■ Given request 1
Return everything from "In search of" down to "kids in Cleveland." in the Brian Butler post, copied word for word.
■ Given request 2
Using the Brian Butler post, mark each statement yes or no and quote the words of the post that decide it. (a) The two profiles of Butler appeared on major sites on Thursday. (b) Dennis Dodd's piece describes Butler as financially comfortable. (c) Bryce Brown is called a top-rated running back.

■ Reading text
··········
Dr. Saturday - NCAAF

Fri Jan 30, 2009 2:15 pm EST

In search of the real Brian Butler

For those of you, like me, stumbling unarmed into the thick of recruiting season and wondering exactly what's up with Brian Butler, the "mentor" and gatekeeper to top-rated running back Bryce Brown, you're not alone. While his star player chills in Nebraska, two wildly different profiles on Butler showed up on major sites Thursday.

One is a rather fawning take from CBS' Dennis Dodd, who describes Butler (above, looking very Whitlock-ian at a camp) as completely above board, cozy with all the major coaches and recruiters but struggling to make ends meet. He's in the game purely to advance the cause of largely overlooked talent in and around Wichita in the same way that the Ginn Academy has done for hard-luck kids in Cleveland.
··········
■ Records
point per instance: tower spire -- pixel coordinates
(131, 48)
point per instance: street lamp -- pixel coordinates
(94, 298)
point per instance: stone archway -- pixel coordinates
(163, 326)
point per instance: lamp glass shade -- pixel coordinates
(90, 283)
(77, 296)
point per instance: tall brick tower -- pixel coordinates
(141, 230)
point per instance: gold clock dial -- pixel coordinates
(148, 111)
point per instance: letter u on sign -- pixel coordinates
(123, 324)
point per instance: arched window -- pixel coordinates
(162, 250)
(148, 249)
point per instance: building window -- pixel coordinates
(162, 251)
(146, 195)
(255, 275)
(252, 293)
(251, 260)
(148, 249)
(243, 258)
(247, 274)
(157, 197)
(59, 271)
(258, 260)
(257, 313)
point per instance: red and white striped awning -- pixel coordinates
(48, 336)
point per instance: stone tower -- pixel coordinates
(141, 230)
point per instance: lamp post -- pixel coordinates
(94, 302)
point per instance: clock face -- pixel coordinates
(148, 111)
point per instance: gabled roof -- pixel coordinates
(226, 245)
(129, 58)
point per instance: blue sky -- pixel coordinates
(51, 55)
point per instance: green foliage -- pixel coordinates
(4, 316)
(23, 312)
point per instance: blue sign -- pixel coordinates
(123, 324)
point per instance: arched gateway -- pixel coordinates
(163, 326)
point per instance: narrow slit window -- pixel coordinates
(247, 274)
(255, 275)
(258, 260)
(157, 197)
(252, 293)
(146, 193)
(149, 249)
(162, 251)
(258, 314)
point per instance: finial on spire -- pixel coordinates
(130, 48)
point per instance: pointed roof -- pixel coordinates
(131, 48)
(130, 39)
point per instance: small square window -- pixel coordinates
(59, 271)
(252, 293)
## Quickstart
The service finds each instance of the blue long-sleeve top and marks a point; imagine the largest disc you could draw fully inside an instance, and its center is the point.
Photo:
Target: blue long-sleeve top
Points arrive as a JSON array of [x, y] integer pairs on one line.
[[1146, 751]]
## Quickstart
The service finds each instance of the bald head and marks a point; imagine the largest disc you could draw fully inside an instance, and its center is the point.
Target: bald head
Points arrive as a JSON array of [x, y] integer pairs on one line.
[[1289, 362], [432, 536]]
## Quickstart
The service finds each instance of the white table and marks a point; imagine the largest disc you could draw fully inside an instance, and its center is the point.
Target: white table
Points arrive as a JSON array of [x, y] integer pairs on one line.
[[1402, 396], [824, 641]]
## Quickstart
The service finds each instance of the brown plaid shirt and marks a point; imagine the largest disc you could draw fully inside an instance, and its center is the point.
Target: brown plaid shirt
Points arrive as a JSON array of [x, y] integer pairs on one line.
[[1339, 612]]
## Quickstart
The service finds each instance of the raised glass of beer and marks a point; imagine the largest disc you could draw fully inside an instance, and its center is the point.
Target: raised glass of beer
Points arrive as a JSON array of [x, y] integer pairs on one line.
··········
■ Correct result 1
In search of the real Brian Butler

For those of you, like me, stumbling unarmed into the thick of recruiting season and wondering exactly what's up with Brian Butler, the "mentor" and gatekeeper to top-rated running back Bryce Brown, you're not alone. While his star player chills in Nebraska, two wildly different profiles on Butler showed up on major sites Thursday.

One is a rather fawning take from CBS' Dennis Dodd, who describes Butler (above, looking very Whitlock-ian at a camp) as completely above board, cozy with all the major coaches and recruiters but struggling to make ends meet. He's in the game purely to advance the cause of largely overlooked talent in and around Wichita in the same way that the Ginn Academy has done for hard-luck kids in Cleveland.

■ Correct result 2
(a) Yes: "two wildly different profiles on Butler showed up on major sites Thursday."
(b) No: "struggling to make ends meet."
(c) Yes: "top-rated running back Bryce Brown."